▶ Document excerpt:
By January 2016, the company served 100,000 end users spread across 3,500 organizations, with MRR at $640K. Brandon attributed success to three factors: (1) unmatched depth of Salesforce integration—they focused on business process and workflow, not just individual productivity; (2) net-negative churn, meaning expansion revenue from existing customers exceeded lost revenue; and (3) a Partner Network Strategy: 350+ consulting partners and resellers generated co-marketed webinars, events, and in-person activations. Their customer acquisition cost was just $85, recoverable in ~10 months given customer lifetime value of $750–$800.
Pricing evolved to unlock growth: they started at $9/user/month (2011), moved to $19/user/month, then introduced a higher-tier "Closer Plan" at $29/user/month with mass email and advanced calendar features. Volume discounting on large deals meant average ARPU was below the headline price, but upselling and expansion drove net-negative churn.

▶ Record excerpts:
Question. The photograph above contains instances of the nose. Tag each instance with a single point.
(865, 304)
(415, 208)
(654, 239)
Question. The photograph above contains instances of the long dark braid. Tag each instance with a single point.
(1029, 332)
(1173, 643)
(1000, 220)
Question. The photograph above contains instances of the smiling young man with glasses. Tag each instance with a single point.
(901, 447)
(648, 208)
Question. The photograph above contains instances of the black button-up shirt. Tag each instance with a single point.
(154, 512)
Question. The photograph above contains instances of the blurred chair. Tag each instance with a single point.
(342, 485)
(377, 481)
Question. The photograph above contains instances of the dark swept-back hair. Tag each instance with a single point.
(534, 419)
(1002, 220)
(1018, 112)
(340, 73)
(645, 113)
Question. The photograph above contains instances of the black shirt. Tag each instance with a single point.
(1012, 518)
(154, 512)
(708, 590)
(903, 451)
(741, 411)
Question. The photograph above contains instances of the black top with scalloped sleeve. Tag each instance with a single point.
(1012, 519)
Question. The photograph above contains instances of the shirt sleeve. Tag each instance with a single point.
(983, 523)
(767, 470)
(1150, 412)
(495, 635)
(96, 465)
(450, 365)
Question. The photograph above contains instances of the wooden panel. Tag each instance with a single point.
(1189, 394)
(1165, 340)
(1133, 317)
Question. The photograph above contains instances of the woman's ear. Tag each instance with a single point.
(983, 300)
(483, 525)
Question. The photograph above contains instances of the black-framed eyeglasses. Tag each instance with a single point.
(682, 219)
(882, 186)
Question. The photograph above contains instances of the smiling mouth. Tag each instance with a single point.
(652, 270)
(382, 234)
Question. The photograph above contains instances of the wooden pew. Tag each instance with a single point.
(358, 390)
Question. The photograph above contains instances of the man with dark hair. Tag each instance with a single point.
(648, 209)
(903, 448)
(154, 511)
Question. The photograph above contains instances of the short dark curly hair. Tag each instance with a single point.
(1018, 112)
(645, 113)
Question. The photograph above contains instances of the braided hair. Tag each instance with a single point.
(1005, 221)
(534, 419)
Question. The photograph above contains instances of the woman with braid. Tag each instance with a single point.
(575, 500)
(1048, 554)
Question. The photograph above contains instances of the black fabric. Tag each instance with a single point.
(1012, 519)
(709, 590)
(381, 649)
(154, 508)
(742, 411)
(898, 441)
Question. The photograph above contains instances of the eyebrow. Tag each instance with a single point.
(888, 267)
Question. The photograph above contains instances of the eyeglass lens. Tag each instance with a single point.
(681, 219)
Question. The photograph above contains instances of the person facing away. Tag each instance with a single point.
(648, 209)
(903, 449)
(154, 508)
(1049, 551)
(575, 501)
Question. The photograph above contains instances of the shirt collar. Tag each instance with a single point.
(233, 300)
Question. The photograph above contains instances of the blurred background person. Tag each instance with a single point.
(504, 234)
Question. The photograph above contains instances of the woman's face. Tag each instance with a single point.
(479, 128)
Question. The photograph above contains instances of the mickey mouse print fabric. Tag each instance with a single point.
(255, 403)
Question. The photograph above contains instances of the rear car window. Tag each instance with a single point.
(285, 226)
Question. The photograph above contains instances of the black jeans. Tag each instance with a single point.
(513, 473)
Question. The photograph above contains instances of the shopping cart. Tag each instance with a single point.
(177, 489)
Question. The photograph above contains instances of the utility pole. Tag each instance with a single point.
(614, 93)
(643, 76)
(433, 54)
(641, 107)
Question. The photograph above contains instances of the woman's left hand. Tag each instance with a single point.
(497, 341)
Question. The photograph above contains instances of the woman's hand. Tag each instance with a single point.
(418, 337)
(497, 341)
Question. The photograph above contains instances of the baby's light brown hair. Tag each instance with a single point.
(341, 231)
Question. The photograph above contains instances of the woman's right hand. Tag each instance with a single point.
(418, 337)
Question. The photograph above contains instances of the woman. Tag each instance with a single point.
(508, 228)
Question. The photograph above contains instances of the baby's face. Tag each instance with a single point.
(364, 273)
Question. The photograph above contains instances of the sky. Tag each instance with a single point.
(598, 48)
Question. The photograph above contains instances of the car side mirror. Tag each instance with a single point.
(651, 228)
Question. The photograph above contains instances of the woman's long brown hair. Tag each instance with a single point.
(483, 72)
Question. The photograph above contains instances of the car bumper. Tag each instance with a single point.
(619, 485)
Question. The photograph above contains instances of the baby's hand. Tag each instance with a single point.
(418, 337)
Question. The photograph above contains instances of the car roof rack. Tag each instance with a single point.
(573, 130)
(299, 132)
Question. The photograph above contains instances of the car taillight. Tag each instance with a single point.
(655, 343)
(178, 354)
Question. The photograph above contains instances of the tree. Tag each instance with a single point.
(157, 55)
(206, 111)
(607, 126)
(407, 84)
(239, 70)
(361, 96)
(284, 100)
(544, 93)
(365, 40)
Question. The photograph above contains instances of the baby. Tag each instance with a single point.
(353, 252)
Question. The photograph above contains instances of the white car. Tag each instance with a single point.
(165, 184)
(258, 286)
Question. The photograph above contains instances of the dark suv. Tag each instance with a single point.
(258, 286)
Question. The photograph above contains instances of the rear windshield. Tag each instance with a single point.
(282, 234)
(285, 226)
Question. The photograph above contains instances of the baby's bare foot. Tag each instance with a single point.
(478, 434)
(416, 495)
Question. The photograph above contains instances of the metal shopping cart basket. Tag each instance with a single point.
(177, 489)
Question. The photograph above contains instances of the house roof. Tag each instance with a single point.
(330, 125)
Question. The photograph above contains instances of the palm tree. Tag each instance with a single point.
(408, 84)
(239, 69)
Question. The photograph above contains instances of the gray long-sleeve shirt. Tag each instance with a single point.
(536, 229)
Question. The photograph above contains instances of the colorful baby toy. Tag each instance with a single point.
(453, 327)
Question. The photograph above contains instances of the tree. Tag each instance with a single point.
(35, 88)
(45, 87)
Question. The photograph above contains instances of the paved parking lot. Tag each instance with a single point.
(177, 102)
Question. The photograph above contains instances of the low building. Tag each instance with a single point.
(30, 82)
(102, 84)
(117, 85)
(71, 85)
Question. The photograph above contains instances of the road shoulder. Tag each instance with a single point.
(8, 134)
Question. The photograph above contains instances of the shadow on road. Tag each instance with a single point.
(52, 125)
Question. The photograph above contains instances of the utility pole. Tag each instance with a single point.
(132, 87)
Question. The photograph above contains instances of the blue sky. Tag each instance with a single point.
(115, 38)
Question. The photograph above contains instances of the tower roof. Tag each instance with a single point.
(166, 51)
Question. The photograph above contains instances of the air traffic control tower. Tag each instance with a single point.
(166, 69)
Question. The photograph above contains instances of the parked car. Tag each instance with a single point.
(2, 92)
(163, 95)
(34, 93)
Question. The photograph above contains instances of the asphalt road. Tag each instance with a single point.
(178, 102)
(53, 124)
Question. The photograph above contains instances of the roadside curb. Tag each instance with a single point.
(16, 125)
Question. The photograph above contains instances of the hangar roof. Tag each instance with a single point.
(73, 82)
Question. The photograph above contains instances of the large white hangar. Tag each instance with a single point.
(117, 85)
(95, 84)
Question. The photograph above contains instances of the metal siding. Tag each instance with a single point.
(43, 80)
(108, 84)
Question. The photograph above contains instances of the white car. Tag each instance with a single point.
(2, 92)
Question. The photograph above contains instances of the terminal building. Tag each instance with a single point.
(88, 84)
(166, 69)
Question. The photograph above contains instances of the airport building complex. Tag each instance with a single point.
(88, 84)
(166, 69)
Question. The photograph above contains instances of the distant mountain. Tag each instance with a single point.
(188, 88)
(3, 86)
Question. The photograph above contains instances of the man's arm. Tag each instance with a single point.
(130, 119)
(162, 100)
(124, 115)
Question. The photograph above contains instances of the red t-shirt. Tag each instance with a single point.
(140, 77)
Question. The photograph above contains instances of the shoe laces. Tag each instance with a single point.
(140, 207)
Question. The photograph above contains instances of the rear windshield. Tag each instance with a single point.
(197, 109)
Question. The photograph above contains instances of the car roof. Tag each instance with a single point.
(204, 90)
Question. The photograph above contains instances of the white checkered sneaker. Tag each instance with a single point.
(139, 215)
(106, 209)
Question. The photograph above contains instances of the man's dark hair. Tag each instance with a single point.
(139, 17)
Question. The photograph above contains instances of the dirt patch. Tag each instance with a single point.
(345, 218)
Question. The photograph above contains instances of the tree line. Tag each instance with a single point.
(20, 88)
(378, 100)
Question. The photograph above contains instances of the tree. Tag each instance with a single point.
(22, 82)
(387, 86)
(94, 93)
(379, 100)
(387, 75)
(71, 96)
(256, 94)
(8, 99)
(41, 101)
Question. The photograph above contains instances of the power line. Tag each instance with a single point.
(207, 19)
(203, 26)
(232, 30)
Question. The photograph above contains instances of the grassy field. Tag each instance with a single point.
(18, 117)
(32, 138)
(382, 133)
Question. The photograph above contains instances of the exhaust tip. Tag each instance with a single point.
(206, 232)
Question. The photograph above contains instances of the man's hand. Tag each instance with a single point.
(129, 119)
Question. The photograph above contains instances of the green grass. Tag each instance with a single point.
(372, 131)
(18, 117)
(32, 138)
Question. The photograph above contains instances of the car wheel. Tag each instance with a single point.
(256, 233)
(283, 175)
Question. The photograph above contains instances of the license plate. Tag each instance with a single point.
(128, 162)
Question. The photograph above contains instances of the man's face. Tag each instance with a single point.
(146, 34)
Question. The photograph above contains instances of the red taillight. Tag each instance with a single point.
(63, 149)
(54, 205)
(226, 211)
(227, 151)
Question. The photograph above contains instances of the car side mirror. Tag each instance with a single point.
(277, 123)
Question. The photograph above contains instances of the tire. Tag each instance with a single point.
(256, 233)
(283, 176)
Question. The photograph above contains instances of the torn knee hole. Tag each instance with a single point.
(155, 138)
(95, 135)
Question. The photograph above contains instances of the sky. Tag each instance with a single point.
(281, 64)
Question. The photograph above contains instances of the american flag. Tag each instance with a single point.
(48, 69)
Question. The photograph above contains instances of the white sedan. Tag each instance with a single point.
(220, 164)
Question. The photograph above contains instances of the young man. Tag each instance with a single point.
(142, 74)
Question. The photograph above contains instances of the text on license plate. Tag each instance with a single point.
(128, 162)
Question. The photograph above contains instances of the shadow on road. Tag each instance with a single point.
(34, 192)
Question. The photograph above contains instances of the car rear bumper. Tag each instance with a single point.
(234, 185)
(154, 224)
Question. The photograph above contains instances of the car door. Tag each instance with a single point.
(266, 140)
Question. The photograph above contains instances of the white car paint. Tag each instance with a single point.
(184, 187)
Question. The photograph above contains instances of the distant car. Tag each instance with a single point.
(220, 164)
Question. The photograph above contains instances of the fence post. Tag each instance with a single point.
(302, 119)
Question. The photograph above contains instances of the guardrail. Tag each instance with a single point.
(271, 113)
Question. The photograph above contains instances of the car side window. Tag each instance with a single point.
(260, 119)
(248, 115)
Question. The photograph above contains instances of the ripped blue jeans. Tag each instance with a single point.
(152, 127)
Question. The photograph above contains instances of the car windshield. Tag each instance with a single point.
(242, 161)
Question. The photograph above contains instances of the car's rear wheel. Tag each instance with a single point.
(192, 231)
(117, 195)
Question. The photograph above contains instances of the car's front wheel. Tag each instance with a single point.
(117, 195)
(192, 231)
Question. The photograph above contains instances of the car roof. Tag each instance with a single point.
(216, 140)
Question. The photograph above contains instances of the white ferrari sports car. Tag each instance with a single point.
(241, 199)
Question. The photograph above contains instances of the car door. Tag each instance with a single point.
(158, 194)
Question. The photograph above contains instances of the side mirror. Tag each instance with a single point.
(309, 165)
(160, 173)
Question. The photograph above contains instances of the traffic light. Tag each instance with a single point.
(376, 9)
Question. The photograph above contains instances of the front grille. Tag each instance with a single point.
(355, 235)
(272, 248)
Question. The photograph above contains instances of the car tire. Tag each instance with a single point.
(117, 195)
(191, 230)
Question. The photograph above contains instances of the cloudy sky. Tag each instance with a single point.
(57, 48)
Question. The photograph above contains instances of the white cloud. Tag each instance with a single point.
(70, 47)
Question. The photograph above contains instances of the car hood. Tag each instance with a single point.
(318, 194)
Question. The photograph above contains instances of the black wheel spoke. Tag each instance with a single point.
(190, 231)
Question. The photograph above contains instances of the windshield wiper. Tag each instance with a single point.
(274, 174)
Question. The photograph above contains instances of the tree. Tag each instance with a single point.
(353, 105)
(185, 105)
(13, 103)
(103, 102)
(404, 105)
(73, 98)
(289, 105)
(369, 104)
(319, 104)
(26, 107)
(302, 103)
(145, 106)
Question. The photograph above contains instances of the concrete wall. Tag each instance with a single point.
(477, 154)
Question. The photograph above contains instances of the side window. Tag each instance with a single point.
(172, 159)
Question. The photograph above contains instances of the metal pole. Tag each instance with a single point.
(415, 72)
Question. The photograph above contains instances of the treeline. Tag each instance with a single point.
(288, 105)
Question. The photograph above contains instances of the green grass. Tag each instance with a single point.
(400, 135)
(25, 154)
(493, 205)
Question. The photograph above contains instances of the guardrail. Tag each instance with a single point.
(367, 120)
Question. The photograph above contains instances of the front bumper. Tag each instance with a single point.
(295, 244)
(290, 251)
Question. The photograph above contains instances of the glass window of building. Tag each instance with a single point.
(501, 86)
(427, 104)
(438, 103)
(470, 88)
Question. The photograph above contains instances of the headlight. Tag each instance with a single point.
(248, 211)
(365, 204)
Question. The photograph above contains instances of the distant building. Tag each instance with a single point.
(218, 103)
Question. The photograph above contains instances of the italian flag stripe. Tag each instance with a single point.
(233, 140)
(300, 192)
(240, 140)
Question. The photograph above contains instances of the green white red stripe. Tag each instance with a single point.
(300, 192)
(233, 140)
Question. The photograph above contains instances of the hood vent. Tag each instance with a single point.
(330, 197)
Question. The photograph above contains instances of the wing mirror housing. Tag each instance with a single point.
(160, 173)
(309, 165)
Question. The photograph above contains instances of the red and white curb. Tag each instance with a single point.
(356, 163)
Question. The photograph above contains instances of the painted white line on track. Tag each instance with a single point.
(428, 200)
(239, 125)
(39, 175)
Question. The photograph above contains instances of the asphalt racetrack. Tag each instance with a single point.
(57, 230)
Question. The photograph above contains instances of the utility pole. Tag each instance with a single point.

▶ Exercise goal:
Pick up the passage on the company's growth and pricing after its last sentence and carry it forward.

▶ Response:
By early 2016, Cirrus Insight had grown to 55 employees (35 in Knoxville, 20 in Irvine, plus satellite teams in Atlanta and New York). The company set an ambitious 2016 goal: $15–20M in bookings and a $1.25–1.5M MRR run rate—roughly doubling from $640K. The Outlook market, representing ~75% of enterprise email usage, was a major expansion lever; Outlook customers typically had companies 4–5x larger than Gmail-only shops. In a notable move, they acquired Assistant.to, a calendar-scheduling tool, and integrated it into their platform. Brandon ran the company with co-founder Ryan Toth (COO and Chief Engineer) using an inside-sales model (outbound SDRs plus account executives with ~$50K annual booking quotas) and maintained profitability or break-even operations—reinvesting all cash into talent and product.